**ASSIGNMENT:** Output all entries verbatim.

Stored records
===

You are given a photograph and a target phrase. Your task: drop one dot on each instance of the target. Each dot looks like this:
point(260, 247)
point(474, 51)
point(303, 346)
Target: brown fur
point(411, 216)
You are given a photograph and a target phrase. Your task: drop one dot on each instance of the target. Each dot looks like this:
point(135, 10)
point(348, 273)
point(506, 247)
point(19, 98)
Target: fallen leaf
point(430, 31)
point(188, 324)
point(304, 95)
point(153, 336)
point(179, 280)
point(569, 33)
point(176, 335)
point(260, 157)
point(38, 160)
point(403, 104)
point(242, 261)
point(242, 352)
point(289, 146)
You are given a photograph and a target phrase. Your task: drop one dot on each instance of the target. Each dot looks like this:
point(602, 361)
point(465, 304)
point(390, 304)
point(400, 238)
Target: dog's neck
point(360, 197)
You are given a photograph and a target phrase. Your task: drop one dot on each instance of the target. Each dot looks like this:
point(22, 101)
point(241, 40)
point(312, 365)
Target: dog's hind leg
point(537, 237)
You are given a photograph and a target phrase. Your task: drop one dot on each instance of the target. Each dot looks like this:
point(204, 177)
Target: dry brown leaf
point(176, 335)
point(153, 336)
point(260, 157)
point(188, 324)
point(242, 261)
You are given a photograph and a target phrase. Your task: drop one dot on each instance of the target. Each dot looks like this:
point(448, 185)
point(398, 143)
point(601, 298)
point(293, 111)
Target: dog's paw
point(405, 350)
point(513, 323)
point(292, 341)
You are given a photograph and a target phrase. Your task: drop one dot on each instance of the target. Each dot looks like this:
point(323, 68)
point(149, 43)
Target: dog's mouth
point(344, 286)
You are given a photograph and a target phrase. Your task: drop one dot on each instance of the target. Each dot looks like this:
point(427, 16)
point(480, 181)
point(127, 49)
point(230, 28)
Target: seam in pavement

===

**ANSWER BOX:**
You are given a photograph and a target phrase. Your task: drop one dot on each instance of the target. Each dot looks like this:
point(260, 247)
point(474, 51)
point(303, 346)
Target: brown fur
point(411, 216)
You are given a photograph and a target phrase. Your task: drop one dot on each instance of the target. Each dot looks like this:
point(135, 10)
point(348, 273)
point(506, 247)
point(19, 98)
Target: fallen leaf
point(430, 31)
point(188, 324)
point(304, 95)
point(153, 336)
point(179, 280)
point(569, 33)
point(176, 335)
point(260, 157)
point(38, 160)
point(403, 104)
point(242, 261)
point(242, 352)
point(289, 146)
You are given a photograph and a target phrase. Your task: drop one dot on each instance of the target. Each dot looks like this:
point(602, 361)
point(465, 304)
point(390, 304)
point(400, 238)
Target: dog's neck
point(360, 197)
You are given a photograph and a target phrase. Your task: drop one dot on each instance of the target. Each dot looks like this:
point(22, 101)
point(241, 40)
point(312, 365)
Target: dog's hind leg
point(537, 237)
You are given a photograph and a target phrase. Your task: drop one dot on each instance of the target. Each dot looks like this:
point(204, 177)
Target: dry brown leaf
point(176, 335)
point(153, 336)
point(260, 157)
point(188, 324)
point(242, 261)
You are given a photograph and a target phrase. Your task: drop one dot on each instance of the target. Each dot looks like this:
point(448, 185)
point(398, 143)
point(601, 298)
point(293, 111)
Target: dog's paw
point(405, 350)
point(513, 323)
point(292, 341)
You are given a photograph and a target phrase. Your task: drop one dot on each instance of the target. Each dot looks like this:
point(323, 68)
point(149, 43)
Target: dog's mouth
point(344, 286)
You are given a photograph and a target phrase. Your task: drop one dot on each instance of the target. Each dot looks like this:
point(427, 16)
point(480, 181)
point(127, 49)
point(230, 28)
Target: seam in pavement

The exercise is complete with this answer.